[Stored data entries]
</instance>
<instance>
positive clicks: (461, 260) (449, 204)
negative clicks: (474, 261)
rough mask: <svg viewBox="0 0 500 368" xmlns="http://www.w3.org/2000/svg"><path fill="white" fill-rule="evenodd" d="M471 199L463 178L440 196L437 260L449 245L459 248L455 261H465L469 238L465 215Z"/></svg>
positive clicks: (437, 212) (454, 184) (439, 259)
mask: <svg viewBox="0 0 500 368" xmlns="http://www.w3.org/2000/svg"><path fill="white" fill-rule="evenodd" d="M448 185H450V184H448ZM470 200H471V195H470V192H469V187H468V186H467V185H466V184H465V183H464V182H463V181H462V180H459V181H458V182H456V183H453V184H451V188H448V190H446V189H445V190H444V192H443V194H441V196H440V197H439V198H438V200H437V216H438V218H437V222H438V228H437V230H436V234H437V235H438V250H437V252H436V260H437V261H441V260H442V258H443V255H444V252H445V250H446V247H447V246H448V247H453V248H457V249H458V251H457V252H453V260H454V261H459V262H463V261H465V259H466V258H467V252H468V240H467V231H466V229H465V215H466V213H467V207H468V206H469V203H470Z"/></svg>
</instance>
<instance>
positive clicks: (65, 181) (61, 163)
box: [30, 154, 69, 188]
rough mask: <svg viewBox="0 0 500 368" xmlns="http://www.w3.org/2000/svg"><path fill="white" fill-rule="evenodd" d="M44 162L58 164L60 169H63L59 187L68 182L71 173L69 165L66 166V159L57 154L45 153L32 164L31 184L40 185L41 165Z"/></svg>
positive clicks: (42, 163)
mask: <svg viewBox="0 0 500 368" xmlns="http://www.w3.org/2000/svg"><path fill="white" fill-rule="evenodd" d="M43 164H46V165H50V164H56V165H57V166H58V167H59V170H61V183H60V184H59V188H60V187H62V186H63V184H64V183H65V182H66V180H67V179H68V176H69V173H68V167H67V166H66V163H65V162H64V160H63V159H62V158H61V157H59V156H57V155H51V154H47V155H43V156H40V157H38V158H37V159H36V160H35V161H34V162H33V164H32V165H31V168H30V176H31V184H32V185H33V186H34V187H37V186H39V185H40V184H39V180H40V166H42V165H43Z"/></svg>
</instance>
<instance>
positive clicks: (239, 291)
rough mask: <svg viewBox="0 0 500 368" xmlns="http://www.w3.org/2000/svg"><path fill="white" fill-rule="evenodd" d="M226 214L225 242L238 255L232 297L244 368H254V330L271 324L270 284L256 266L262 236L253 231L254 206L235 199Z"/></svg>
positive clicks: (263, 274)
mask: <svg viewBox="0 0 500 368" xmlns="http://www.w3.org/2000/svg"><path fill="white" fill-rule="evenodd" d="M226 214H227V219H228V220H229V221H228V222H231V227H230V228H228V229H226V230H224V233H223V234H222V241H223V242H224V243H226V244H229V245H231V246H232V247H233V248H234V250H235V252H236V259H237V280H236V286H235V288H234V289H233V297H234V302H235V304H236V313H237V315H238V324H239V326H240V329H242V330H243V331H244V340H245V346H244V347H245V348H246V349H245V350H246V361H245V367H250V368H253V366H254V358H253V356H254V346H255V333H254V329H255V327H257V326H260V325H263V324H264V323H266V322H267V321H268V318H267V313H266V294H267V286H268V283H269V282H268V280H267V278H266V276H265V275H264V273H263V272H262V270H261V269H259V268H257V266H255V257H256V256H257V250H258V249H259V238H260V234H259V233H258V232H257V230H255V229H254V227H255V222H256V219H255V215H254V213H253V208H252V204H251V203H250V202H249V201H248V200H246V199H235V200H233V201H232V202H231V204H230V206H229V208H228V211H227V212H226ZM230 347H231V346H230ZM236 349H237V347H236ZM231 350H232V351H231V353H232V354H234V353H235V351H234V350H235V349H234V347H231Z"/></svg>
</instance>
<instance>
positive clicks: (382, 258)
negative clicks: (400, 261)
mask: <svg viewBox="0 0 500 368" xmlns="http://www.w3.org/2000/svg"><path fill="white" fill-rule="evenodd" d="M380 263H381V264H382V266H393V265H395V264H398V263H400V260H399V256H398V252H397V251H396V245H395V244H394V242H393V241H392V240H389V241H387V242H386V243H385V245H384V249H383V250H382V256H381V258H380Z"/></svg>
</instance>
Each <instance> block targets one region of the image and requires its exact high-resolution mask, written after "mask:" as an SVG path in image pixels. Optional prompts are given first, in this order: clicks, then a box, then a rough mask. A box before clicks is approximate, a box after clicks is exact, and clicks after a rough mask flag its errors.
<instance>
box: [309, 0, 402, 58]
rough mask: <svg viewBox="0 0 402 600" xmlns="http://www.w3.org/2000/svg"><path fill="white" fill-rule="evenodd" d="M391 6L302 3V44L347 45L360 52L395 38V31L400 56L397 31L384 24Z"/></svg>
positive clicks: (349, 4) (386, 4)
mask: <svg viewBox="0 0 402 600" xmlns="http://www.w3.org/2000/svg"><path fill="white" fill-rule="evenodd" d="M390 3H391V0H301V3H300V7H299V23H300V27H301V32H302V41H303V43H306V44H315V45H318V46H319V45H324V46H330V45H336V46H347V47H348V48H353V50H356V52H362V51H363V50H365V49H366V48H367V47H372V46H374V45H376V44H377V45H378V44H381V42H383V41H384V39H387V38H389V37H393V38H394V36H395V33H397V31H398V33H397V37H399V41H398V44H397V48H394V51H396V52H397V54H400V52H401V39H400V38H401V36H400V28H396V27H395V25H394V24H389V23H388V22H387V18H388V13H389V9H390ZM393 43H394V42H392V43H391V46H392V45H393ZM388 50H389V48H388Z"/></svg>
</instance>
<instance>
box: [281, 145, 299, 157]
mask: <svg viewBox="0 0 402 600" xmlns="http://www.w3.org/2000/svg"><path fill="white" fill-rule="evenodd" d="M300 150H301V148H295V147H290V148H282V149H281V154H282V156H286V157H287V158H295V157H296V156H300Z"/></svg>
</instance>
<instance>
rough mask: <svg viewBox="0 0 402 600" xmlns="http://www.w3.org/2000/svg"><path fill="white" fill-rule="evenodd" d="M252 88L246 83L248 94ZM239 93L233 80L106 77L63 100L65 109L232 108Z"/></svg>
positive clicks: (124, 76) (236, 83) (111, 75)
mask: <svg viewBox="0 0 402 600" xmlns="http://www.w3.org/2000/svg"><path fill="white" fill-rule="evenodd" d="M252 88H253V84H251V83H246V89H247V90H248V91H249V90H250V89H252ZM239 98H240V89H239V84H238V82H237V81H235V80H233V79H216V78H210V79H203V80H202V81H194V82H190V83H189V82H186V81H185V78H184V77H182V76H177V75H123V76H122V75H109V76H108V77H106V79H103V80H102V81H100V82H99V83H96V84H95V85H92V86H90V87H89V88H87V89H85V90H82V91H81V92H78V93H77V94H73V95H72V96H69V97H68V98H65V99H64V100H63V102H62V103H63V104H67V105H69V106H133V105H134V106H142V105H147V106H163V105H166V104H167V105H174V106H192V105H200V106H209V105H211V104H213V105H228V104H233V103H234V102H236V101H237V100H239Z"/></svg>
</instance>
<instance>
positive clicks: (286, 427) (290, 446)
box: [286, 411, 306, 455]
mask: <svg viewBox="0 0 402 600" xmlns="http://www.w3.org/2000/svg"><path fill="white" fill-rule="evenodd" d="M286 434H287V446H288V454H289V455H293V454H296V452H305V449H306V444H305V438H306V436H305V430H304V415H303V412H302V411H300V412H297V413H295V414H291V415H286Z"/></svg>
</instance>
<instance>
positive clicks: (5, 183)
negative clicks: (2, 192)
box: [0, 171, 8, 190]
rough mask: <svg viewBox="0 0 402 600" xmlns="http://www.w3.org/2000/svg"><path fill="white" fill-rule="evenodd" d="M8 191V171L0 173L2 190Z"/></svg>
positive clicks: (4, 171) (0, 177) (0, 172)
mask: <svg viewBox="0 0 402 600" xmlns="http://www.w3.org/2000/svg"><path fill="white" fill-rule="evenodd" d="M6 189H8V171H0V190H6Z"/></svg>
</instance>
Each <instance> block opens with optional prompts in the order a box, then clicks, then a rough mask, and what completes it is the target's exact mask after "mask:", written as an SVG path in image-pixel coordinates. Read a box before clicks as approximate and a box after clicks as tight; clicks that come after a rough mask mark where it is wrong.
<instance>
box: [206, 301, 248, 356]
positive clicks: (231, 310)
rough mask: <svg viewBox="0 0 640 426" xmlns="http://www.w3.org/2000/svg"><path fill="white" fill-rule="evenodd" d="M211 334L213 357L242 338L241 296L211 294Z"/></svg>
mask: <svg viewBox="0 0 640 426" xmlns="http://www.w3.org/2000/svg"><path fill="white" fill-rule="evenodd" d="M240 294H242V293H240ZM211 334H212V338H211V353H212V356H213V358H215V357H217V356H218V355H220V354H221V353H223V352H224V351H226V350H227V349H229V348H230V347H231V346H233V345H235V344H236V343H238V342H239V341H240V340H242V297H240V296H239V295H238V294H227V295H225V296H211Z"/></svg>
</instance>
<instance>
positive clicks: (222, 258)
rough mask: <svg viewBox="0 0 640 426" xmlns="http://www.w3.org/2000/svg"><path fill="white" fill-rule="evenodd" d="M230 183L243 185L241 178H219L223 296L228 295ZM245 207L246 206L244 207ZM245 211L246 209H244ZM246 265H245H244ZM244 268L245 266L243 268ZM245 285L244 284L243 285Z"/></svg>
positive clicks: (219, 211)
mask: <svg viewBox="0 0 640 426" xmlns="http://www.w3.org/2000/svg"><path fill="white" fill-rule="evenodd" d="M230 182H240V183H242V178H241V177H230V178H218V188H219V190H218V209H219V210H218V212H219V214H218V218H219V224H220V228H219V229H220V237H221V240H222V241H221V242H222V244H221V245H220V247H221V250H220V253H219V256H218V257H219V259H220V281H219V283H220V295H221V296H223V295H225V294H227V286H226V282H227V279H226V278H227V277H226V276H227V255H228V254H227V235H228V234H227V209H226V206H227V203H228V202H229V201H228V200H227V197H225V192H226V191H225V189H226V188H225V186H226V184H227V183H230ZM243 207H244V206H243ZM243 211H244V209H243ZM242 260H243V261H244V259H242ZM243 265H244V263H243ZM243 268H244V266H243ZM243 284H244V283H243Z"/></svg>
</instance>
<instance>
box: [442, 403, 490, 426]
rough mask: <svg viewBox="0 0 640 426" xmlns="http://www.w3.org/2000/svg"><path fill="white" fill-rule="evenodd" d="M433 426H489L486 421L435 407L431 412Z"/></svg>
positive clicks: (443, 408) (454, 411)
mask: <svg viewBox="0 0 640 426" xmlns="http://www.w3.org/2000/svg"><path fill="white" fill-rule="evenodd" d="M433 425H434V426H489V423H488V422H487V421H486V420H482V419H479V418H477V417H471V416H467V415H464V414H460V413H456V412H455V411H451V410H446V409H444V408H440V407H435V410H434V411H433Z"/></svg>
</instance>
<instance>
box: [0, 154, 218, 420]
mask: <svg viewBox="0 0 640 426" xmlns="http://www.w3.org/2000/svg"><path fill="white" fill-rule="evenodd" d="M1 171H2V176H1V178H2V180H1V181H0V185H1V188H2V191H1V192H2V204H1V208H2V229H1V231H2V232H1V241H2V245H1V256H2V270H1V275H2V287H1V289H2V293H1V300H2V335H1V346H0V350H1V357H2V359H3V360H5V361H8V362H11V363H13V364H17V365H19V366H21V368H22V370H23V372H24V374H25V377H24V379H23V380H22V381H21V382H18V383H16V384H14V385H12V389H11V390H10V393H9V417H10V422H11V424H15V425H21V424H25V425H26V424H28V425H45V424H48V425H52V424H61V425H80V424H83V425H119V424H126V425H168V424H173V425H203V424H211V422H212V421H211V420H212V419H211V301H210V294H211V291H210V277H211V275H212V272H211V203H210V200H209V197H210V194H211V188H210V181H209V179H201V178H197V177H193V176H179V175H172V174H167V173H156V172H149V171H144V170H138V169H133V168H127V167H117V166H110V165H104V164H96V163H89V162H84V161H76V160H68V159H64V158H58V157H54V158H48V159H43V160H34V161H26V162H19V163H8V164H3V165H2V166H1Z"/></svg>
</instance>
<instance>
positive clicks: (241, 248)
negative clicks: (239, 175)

The problem
Copy out the lines of the data where the string "exact" occurs.

Reply
Each <instance> block targets one region of the image and requires its exact high-resolution mask, written after "mask:" as an SVG path in image pixels. Optional prompts are given first, in this order: clicks, then a box, then a rough mask. A box before clicks is approximate, a box after clicks is exact, and clicks after a rough mask flag its errors.
Each <instance> block opens with optional prompts in the order a box, then clicks, then a rough mask, and what completes it is the target's exact mask after "mask:", written as an SVG path in image-pixel coordinates. Read a box before clicks as approximate and a box after clicks as tight; clicks that come after a rough mask mark where it is wrong.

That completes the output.